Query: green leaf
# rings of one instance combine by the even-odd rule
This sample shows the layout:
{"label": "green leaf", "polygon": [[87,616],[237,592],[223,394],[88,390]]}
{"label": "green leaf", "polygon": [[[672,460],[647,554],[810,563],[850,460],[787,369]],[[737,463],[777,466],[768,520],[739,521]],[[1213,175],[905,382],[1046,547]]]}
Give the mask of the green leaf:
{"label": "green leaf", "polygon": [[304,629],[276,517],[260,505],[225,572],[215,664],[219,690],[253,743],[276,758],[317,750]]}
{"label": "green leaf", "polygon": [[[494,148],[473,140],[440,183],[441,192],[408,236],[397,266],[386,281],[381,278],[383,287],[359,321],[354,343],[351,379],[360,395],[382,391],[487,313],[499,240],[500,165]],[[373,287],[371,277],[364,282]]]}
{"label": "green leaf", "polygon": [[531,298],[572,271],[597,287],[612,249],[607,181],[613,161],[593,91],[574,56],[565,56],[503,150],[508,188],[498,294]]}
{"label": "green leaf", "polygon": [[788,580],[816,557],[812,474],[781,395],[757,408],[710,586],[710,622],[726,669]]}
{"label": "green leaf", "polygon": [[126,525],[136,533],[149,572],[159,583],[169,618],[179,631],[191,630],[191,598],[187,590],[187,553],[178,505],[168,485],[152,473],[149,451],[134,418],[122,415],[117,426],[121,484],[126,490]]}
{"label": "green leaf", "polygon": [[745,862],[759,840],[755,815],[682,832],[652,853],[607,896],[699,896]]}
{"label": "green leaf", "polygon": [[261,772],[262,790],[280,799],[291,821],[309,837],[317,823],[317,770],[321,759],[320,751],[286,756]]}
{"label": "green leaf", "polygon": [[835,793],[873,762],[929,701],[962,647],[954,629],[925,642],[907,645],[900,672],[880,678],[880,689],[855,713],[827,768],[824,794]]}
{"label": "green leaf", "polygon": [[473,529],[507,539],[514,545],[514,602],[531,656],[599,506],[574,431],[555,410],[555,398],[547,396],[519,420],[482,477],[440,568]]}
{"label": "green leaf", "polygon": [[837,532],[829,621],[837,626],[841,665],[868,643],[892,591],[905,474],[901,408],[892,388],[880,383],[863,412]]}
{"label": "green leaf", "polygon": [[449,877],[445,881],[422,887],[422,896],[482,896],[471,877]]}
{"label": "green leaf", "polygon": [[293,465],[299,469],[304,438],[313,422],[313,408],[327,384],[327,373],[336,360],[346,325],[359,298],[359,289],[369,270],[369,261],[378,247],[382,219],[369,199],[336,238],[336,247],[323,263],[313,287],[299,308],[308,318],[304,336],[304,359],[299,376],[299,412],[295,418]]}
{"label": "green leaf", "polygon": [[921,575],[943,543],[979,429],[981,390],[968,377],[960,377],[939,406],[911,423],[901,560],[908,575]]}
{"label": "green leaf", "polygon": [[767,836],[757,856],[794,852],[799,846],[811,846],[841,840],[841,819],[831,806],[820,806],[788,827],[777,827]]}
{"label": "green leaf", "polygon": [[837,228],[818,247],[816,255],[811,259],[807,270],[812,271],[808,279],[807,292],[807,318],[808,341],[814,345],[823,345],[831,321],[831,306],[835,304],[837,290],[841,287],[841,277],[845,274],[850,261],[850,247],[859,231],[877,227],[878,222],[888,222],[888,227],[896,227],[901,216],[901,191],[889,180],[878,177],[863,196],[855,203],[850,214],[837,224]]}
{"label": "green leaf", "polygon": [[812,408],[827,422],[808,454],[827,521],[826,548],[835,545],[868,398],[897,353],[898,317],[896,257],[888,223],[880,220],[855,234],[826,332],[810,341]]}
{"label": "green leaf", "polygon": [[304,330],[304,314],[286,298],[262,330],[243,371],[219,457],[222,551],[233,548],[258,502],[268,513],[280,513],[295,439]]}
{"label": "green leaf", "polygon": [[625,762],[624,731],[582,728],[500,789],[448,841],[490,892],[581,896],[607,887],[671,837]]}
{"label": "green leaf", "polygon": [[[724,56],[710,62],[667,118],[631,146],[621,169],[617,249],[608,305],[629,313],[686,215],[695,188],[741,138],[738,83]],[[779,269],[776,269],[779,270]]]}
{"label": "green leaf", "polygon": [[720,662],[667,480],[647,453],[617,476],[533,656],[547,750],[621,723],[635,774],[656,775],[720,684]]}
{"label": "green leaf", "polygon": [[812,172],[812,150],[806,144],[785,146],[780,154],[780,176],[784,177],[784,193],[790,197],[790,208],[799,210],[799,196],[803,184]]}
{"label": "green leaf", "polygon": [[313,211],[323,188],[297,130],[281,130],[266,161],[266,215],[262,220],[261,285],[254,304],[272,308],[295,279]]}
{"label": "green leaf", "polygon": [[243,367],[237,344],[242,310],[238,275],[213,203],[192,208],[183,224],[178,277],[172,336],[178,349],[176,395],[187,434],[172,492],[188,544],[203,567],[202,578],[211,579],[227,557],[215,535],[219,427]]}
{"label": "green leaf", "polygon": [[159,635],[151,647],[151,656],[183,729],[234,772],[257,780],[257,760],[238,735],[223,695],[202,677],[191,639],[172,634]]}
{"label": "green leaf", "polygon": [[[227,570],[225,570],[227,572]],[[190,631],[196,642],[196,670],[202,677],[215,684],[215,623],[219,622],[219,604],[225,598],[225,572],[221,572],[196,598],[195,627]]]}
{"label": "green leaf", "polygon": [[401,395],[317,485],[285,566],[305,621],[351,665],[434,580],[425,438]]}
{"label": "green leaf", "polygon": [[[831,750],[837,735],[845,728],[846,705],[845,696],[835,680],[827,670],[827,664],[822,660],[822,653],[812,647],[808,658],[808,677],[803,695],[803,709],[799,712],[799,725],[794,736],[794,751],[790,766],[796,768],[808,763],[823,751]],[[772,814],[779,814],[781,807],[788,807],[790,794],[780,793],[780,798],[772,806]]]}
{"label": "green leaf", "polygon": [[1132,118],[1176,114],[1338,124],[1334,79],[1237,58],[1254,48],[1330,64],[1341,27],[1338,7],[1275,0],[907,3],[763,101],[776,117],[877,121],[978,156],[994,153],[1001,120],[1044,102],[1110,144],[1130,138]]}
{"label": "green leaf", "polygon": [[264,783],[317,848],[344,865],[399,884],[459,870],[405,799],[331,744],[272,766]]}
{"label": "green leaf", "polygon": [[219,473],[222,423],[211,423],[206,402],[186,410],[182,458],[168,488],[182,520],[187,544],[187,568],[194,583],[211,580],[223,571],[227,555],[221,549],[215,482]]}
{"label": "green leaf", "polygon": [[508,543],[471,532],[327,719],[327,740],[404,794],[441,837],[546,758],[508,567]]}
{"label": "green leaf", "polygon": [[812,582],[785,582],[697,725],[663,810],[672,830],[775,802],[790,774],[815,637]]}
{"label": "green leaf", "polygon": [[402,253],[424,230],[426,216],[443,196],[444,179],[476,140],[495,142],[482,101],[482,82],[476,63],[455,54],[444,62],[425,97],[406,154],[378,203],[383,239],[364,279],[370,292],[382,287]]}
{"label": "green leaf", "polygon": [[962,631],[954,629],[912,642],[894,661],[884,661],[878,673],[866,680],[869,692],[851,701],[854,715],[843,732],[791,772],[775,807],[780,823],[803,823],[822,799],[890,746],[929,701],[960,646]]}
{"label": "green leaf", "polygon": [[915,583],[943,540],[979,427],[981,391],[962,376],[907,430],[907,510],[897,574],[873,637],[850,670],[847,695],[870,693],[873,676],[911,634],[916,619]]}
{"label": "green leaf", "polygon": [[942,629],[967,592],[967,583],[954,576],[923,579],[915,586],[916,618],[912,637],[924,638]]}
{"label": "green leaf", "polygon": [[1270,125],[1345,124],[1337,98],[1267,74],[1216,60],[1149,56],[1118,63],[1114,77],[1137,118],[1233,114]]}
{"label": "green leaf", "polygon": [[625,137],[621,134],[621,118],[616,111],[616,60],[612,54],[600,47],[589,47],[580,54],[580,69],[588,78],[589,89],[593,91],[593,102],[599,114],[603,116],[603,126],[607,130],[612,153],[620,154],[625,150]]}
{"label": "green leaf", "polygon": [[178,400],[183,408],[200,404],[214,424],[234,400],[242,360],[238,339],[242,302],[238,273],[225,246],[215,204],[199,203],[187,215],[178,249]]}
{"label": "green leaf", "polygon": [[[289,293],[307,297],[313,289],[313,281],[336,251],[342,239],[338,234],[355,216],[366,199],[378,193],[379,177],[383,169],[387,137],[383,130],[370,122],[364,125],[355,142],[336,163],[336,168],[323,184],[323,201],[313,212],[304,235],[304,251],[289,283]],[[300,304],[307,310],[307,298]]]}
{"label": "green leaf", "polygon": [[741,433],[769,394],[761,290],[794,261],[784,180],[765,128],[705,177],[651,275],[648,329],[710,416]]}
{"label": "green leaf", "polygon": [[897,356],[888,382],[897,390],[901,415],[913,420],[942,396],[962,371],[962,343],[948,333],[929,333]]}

* [WRITTEN INSTRUCTION] Which lines of the listing above contain the word "rule"? Pull out each of them and copy it in full.

* [RESPONSE FOR THIS EXERCISE]
# rings of one instance combine by the even-odd rule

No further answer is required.